● TEXT PASSAGE

+++++

# plastering / roofing work?



## foggy1981 (Jul 7, 2011)

Hi i am currently living in the uk and im wanting to move and work in america does anyone know where to look for work or how to go about this in anyway ?. i have my own plastering roofing and building company here in england but ive always wanted to move to america i now think the time is right any info would be greatfull thanks


----------



## Bevdeforges (Nov 16, 2007)

Moving to the US is very much dependent on your finding employment and an employer ready and willing to sponsor your visa application. This normally means you need a "professional" job that requires (at a minimum) a 4 year university degree.
Cheers,
Bev


----------



## twostep (Apr 3, 2008)

I do not want to rain on your parade just give you some food for thought. Aside from the visa issue - you need a contractor's license and your specific licenses. You have neither crew, equipment, suppliers, contacts, customers, insurance/bonds and contruction is not what it is in the UK. I just watched a crew felt and shingle a 4500 sqf single story house in 100F+ in a day.
Please read up a bit on visa requirements. Stickies at the beginning of the US forum are userfriendly. 
Why the US? What do you think will a move do for you and your family? Again - visa issues aside.


----------



## kimo (Feb 12, 2011)

foggy1981 said:


> Hi i am currently living in the uk and im wanting to move and work in america does anyone know where to look for work or how to go about this in anyway ?. i have my own plastering roofing and building company here in england but ive always wanted to move to america i now think the time is right any info would be greatfull thanks


I noticed you have the exact same post on the Canada, Australia, New Zealand, Italy and Spain forum, the only thing you changed was the country you "always wanted to move to". Why should anyone to think you are serious?


----------

+++++

● DATASET ROWS
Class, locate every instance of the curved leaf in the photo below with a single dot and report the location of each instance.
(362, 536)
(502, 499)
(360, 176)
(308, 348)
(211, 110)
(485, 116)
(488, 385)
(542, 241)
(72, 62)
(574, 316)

+++++

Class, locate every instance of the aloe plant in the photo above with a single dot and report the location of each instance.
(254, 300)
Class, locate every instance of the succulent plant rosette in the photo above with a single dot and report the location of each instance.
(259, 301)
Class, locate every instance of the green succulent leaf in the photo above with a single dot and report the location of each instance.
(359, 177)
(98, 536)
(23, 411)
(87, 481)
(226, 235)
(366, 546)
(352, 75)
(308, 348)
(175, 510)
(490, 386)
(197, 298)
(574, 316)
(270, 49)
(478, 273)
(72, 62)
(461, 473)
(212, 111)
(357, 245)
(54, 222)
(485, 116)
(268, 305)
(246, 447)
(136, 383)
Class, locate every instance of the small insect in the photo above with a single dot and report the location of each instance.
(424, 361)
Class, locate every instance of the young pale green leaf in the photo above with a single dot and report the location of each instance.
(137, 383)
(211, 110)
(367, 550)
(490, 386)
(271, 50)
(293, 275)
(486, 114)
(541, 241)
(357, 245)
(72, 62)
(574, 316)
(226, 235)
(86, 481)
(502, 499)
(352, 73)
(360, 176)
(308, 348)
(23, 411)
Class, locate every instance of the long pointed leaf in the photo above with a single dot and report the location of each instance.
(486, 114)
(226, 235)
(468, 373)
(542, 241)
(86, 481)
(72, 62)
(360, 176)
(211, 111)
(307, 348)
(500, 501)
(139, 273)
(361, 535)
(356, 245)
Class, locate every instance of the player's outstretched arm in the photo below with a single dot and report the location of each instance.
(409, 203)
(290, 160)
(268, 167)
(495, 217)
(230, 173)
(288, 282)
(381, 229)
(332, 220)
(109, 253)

+++++

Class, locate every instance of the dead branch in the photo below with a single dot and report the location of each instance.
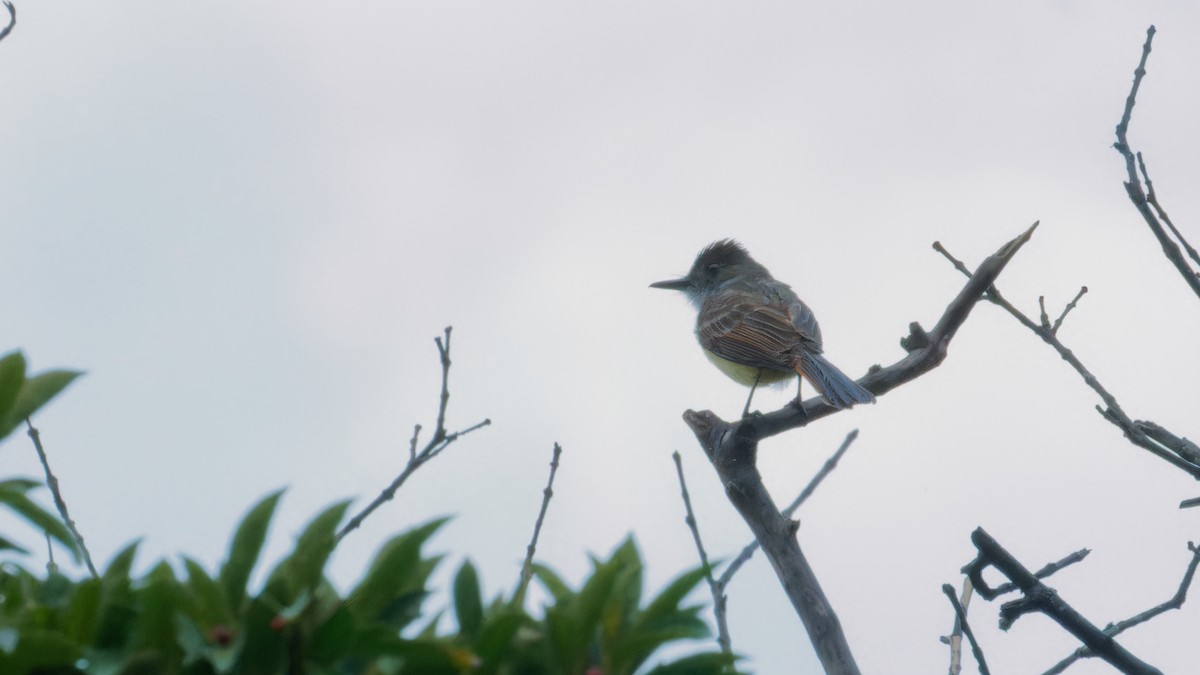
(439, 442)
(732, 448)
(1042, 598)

+++++

● WRITTEN EXERCISE
Copy the part of the forum thread starting at "I noticed you" and ending at "you are serious?", swapping "Canada" for "Ireland". The rows have no connection to the forum thread.

● EXERCISE RESPONSE
I noticed you have the exact same post on the Ireland, Australia, New Zealand, Italy and Spain forum, the only thing you changed was the country you "always wanted to move to". Why should anyone to think you are serious?